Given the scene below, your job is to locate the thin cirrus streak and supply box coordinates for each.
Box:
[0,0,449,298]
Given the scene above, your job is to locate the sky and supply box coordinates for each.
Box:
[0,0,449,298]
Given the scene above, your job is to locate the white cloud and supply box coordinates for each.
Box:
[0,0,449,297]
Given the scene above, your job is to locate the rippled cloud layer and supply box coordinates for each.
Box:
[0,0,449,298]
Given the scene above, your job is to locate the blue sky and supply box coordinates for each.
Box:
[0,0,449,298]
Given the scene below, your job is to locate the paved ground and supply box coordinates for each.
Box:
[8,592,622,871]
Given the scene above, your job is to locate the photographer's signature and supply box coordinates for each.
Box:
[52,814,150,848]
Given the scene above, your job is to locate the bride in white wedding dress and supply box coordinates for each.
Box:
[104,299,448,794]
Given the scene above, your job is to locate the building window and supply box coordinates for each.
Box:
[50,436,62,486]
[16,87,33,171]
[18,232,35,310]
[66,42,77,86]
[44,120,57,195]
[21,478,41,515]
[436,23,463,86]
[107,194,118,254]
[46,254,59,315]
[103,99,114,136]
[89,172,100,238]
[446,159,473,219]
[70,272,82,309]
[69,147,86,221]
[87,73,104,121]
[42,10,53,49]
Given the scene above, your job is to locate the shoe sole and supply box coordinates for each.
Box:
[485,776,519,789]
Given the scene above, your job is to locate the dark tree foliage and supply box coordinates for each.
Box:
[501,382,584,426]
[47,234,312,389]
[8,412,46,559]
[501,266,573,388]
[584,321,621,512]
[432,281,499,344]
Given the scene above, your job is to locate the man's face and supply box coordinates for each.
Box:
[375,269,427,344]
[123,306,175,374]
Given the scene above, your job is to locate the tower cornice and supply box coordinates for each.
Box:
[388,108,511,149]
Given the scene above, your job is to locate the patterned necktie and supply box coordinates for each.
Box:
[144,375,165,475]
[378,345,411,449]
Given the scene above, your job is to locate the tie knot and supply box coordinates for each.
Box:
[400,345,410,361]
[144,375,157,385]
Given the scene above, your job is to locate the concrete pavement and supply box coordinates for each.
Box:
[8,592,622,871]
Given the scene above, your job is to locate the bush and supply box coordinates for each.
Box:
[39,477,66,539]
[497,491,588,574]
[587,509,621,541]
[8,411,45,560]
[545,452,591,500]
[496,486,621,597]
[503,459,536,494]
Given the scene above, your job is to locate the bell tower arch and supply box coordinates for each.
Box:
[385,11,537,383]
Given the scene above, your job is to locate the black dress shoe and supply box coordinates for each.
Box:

============

▶ What you need to do
Return the lines above that include the string "below".

▶ Response to the task
Given the scene below, your job is to locate the thin cirrus streak and supply box coordinates for each.
Given the scene below, your job is to locate the paved ground and supply box coordinates for each.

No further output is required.